▸ **What to produce**: Reproduce verbatim the final portion of the material below, from the line containing "racket and give integer pixel coordinates." through its last line, and nothing else.

Data entries
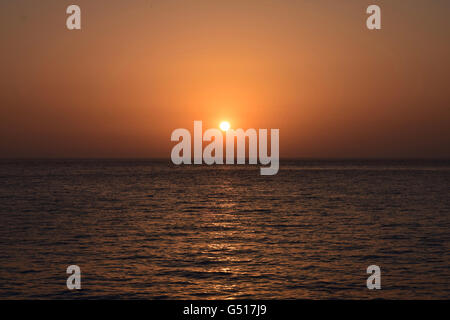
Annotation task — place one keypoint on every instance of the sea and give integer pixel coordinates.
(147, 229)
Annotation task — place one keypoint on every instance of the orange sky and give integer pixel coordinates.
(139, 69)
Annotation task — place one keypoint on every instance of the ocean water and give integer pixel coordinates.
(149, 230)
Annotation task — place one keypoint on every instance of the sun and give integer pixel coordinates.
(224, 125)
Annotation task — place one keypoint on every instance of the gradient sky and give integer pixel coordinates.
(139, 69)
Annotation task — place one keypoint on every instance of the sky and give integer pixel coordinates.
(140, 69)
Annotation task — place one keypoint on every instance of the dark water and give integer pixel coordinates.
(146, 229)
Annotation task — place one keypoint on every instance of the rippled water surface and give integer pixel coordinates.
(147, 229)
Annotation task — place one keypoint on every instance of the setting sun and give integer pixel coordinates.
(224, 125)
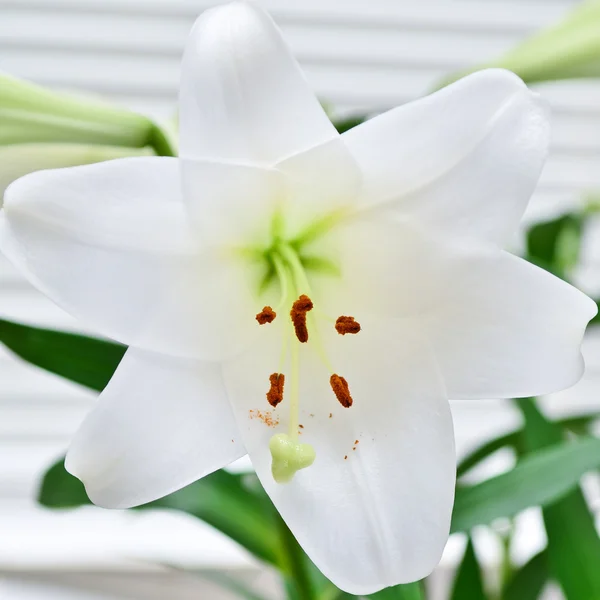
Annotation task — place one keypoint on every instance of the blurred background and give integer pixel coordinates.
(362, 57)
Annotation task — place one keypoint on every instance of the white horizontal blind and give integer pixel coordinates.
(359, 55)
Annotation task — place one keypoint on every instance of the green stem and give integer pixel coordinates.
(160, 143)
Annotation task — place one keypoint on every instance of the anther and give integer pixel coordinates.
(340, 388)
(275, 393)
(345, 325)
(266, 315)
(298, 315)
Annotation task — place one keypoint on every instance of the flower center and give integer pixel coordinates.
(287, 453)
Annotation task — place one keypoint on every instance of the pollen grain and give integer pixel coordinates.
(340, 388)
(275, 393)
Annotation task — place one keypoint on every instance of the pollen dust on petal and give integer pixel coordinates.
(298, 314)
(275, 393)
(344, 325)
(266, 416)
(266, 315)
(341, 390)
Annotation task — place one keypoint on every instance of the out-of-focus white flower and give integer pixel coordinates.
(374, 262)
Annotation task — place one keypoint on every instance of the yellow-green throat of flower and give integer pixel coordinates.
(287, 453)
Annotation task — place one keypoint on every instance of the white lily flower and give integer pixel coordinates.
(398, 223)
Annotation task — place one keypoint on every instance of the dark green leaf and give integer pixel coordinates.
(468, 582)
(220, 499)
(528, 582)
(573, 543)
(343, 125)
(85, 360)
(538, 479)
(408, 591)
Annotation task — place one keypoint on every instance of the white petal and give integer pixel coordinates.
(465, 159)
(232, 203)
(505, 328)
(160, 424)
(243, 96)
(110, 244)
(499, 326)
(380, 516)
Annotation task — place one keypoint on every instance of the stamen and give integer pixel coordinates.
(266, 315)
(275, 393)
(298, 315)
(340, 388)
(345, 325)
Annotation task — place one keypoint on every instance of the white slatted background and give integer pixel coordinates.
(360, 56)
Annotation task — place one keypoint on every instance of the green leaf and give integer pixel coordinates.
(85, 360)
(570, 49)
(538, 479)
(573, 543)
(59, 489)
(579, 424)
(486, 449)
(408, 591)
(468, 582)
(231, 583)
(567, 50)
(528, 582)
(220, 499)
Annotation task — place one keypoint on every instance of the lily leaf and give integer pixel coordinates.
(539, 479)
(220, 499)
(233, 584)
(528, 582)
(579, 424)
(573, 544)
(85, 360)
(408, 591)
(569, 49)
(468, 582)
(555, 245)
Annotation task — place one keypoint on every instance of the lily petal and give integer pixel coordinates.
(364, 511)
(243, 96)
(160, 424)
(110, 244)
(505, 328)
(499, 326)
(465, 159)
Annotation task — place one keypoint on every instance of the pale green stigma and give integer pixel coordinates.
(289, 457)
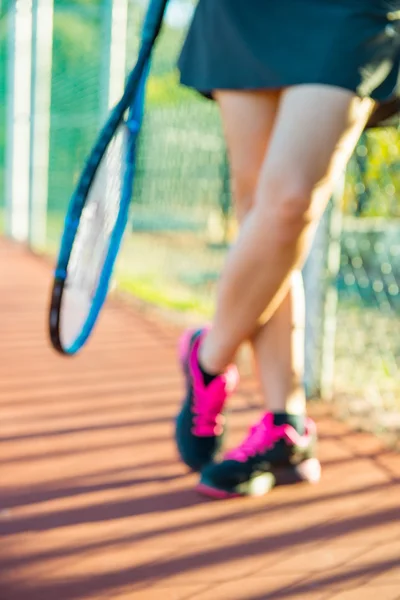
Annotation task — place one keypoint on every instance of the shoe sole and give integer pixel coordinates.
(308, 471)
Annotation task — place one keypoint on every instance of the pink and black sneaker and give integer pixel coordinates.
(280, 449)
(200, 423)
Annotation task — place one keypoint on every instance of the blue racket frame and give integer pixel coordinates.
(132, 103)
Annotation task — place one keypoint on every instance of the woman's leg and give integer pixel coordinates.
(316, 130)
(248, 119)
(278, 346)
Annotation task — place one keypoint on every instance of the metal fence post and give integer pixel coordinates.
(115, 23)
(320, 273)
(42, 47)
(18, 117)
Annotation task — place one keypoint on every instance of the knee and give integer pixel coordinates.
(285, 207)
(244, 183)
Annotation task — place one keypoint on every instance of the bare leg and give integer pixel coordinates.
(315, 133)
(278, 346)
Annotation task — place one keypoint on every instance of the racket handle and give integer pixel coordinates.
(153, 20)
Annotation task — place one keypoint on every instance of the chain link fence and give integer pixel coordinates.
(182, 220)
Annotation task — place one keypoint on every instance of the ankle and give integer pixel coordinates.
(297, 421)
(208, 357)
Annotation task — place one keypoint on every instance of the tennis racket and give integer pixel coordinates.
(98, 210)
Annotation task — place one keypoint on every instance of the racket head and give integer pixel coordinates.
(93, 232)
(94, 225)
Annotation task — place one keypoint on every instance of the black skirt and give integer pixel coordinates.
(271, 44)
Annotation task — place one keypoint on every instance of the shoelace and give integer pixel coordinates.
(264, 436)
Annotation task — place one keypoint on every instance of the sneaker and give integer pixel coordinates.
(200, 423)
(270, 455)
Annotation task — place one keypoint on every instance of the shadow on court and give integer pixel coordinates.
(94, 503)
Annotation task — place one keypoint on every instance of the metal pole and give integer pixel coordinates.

▸ **Completed task**:
Annotation task — place one keypoint on every instance of the tennis racket and give integer pixel coordinates.
(98, 210)
Annotation task — place one keypoint on every instance of the racket head and give integer pixel coordinates.
(93, 232)
(94, 225)
Annotation task — place one keypoint on every instance of the black skirt and give integer pixel coordinates.
(271, 44)
Annotation task — place one keypoint on every instance of the shoelace and give integer pixel coordinates.
(264, 436)
Annotation task — place one keypoint on every instance of the sneaker and give integer pixel coordinates.
(200, 423)
(270, 455)
Annotation task — place one keypoint on every instance of the shadow on court and give integer pixel coordinates.
(94, 503)
Annotation task — place one keypoint on every instance of the metal pole and give integer pixel coordinates.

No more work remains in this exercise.